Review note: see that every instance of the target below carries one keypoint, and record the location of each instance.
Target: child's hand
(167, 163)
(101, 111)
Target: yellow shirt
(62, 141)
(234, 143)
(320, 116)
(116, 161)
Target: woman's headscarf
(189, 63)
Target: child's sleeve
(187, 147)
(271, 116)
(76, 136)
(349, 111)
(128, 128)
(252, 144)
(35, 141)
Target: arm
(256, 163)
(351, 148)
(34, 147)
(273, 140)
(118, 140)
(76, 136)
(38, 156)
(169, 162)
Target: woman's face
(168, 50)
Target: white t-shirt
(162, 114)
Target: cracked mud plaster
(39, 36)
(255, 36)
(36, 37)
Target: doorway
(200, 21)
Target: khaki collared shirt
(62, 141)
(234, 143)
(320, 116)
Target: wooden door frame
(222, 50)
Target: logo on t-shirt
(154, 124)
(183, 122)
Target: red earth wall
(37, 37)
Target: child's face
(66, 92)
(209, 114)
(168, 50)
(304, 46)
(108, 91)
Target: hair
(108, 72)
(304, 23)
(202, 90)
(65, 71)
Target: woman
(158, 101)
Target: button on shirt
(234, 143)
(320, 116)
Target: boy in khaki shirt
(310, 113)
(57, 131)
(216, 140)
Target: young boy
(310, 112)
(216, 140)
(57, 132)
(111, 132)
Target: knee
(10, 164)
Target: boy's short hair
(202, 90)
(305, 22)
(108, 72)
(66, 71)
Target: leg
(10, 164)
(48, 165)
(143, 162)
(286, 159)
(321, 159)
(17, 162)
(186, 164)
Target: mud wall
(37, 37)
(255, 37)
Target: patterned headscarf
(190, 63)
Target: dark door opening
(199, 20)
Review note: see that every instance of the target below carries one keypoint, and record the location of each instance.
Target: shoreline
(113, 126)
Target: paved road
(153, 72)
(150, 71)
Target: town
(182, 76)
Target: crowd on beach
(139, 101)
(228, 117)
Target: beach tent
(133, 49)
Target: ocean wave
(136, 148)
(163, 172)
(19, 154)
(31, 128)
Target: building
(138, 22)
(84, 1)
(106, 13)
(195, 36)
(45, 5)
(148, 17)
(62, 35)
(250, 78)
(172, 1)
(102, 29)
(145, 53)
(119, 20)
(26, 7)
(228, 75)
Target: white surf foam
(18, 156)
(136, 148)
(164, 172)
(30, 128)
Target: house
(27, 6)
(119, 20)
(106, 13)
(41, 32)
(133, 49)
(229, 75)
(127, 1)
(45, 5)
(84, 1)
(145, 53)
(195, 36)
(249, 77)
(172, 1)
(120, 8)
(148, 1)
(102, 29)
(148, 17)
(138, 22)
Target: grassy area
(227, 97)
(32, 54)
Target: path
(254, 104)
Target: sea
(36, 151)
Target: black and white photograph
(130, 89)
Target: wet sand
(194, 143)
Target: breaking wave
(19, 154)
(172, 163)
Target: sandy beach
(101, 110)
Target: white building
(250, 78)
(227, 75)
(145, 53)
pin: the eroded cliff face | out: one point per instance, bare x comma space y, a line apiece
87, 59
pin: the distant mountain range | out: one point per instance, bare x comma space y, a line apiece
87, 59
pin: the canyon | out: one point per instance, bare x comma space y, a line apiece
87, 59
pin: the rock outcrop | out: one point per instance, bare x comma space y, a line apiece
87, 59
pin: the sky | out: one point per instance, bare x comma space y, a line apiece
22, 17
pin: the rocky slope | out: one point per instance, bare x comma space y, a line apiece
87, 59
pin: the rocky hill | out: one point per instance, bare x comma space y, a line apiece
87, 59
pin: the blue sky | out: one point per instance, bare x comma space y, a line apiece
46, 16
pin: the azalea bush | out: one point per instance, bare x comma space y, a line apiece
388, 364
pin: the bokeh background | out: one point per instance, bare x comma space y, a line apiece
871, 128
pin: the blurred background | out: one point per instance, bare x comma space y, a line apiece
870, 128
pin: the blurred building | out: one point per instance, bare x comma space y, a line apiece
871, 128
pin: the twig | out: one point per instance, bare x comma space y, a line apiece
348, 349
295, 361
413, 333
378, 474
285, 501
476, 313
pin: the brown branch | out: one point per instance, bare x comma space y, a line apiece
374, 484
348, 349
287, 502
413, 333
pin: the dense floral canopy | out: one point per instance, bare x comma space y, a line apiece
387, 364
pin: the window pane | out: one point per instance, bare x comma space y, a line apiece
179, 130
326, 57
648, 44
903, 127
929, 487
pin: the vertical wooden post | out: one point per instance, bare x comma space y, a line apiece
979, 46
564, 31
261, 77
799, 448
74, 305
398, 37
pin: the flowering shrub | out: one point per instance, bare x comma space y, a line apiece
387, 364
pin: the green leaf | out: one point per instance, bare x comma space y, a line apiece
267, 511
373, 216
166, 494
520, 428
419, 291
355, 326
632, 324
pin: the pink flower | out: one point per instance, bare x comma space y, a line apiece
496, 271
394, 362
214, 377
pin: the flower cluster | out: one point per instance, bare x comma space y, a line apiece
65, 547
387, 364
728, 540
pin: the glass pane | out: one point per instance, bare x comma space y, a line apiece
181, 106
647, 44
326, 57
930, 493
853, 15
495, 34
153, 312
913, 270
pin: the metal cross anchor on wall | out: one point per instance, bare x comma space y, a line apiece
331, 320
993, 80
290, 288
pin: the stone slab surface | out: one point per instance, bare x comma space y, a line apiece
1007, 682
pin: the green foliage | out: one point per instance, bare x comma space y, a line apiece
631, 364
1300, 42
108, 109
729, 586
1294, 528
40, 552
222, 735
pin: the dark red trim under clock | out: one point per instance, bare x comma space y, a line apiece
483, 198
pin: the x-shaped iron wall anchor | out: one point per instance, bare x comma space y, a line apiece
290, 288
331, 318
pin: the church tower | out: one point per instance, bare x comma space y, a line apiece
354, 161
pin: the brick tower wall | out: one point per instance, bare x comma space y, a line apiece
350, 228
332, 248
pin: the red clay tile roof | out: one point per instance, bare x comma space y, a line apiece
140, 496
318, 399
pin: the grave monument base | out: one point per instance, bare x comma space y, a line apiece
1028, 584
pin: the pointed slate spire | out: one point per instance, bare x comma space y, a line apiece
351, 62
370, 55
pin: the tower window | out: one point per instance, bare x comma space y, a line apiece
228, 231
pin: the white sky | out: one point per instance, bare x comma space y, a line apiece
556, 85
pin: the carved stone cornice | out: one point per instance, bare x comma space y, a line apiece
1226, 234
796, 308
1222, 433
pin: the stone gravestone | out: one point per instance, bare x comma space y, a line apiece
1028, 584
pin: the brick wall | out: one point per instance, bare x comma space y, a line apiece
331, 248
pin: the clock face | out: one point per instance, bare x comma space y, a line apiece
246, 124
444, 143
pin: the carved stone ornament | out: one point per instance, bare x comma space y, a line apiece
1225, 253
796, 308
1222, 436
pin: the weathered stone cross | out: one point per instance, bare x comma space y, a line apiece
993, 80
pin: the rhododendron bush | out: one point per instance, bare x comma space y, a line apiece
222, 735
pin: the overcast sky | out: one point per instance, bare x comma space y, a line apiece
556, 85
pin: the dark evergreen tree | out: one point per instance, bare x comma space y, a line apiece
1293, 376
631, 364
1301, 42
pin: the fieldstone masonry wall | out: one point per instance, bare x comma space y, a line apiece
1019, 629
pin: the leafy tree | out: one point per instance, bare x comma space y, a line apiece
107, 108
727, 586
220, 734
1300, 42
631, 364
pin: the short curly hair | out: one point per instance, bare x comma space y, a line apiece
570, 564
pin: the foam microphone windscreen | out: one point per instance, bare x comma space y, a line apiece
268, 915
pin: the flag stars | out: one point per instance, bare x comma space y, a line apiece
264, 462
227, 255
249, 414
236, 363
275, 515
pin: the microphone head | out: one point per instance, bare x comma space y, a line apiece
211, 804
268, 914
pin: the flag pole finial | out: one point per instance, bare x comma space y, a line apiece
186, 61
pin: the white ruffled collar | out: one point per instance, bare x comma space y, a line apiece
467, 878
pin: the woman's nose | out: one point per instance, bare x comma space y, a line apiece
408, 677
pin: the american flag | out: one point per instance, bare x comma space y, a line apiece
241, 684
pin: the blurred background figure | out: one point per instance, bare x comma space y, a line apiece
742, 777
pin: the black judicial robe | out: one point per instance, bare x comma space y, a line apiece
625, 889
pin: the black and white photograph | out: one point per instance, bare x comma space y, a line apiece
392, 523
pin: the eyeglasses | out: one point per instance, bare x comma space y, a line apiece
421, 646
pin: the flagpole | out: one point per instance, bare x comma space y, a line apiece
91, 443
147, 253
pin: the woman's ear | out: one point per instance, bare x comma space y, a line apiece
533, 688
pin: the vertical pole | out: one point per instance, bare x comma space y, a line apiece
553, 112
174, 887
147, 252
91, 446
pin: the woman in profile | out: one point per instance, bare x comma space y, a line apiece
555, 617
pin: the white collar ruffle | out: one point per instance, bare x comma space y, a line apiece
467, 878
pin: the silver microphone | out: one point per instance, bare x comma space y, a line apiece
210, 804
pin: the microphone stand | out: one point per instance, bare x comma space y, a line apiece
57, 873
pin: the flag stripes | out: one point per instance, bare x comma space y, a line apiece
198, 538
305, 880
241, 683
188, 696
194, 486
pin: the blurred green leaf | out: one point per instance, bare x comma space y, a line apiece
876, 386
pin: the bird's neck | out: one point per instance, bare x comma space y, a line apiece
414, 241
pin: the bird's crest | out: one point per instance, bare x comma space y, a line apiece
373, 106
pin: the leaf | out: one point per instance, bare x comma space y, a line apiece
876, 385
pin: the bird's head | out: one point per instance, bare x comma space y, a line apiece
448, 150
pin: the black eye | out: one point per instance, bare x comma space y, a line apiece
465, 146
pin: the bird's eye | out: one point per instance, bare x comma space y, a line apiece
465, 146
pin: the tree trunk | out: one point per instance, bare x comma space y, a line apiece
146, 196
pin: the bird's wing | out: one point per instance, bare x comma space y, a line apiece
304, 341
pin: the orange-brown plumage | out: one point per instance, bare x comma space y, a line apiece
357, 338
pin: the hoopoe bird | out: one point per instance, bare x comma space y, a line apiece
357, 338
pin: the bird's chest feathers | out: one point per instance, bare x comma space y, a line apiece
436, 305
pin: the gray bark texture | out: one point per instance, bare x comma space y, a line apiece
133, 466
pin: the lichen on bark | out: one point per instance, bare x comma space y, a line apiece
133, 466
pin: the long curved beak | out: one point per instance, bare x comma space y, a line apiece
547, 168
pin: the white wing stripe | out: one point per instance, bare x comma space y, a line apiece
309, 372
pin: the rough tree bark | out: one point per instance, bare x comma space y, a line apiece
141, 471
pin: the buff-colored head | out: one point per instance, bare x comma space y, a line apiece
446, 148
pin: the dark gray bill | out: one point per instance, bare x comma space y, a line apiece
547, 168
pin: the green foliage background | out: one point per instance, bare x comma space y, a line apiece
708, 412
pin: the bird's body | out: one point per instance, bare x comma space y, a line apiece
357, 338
——————————
■ SHORT EXERCISE:
Retype everything from the line containing "pin: the long" down to the last line of the data above, including both of those lines, without altering anything.

■ RESULT:
pin: the long curved beak | out: one point per instance, bare x comma space y, a line apiece
547, 168
pin: the white wing stripe | out: one point per instance, bare x comma space y, a line apiece
309, 372
pin: the rough tree bark | out: one point per instance, bare x comma space y, a line apiece
141, 471
pin: the buff-colored head | out: one point per instance, bare x comma space y, a line apiece
446, 148
pin: the dark gray bill | out: one point per instance, bare x comma space y, a line apiece
547, 168
pin: the green foliage background | out: one point per instance, bare x comma space y, a line apiece
708, 412
pin: the bird's body | out: one point per instance, bare x comma space y, a line apiece
357, 338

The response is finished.